[Registros de anotação de contornos]
========

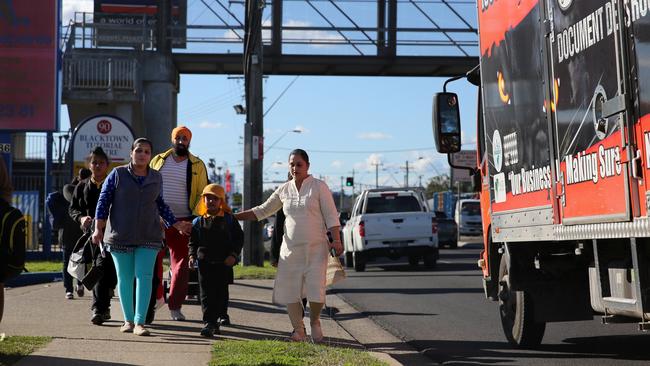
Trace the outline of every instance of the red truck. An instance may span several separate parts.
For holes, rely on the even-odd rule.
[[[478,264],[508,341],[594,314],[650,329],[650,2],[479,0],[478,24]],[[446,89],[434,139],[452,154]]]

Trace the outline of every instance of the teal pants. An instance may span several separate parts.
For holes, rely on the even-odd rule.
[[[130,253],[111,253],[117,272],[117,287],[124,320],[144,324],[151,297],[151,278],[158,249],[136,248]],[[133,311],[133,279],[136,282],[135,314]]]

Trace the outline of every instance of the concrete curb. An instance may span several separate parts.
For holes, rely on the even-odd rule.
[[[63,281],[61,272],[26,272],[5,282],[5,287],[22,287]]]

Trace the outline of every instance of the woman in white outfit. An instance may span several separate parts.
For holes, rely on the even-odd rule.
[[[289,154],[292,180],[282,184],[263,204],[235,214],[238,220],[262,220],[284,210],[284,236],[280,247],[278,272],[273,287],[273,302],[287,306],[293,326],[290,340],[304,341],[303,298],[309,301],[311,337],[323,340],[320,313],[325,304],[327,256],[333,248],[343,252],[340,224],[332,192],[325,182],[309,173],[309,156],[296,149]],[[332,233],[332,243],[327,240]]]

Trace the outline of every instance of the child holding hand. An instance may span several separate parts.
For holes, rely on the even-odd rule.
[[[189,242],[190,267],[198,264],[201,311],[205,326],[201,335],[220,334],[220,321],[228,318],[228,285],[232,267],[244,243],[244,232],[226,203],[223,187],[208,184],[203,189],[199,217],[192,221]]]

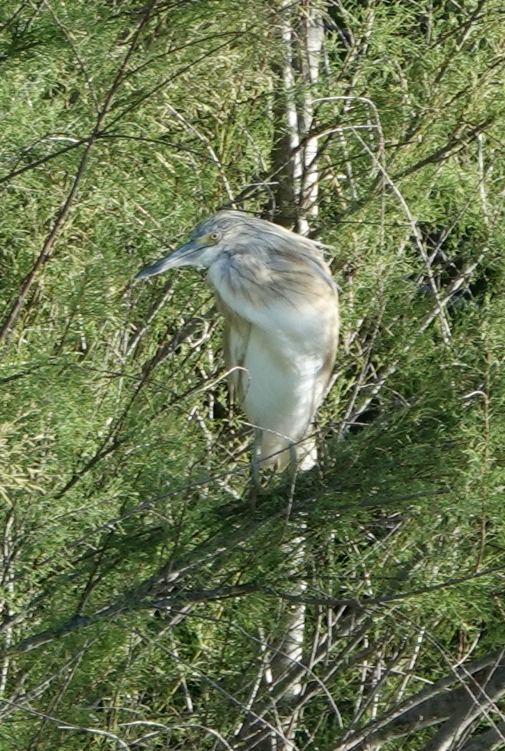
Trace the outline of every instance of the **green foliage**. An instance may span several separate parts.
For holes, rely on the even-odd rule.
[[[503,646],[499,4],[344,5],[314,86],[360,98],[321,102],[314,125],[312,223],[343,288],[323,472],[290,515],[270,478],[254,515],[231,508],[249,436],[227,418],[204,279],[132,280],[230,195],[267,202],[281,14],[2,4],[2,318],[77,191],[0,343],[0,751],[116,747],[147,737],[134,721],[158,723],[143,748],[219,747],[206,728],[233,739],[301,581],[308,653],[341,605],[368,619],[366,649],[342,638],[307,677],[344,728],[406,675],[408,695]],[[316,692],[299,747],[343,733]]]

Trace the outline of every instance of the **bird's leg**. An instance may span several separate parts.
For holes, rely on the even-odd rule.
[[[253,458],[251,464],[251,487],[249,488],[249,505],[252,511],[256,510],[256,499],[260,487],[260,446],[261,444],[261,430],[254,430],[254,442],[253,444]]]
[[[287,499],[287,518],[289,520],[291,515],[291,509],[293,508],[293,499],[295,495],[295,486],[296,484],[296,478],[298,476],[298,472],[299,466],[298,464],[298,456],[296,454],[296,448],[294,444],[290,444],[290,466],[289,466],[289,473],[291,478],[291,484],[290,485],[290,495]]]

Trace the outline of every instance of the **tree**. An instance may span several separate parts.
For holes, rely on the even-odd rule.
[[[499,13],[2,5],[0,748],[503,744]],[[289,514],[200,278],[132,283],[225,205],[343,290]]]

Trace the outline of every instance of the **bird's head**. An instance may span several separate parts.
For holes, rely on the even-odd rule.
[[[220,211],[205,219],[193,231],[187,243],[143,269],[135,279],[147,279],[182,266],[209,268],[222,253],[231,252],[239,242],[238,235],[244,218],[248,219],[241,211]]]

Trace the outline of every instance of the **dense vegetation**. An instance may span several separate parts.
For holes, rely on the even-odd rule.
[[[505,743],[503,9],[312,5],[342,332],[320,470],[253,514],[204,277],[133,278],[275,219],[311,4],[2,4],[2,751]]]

========

- Tarefa -
Filtre as linhas acima e copie cada uma que contenha a palavra "separate".

- Resposta -
Trace the outline of every instance of the red truck. An instance may span several separate parts.
Trace the outline of every instance of the teal pants. An instance may span several separate parts.
Trace the outline of every instance of the concrete curb. An instance may span several separate parts.
Trace the outline of every instance of the woman in white outfit. An instance may span several separate parts.
Trace the outline of every instance of the child holding hand. An instance may span several separate parts.
Trace the outline of every instance of the **green foliage**. An instance may span several separate parts.
Trace the outline of every instance of the **bird's leg**. An instance may span several separate parts.
Trace the outline of every instance of the **tree**. An instance may span several separate parts.
Trace the outline of every instance of the **bird's head**. An instance may span several separate parts.
Trace the outline of every instance of the **dense vegetation**. An instance may span several separate parts.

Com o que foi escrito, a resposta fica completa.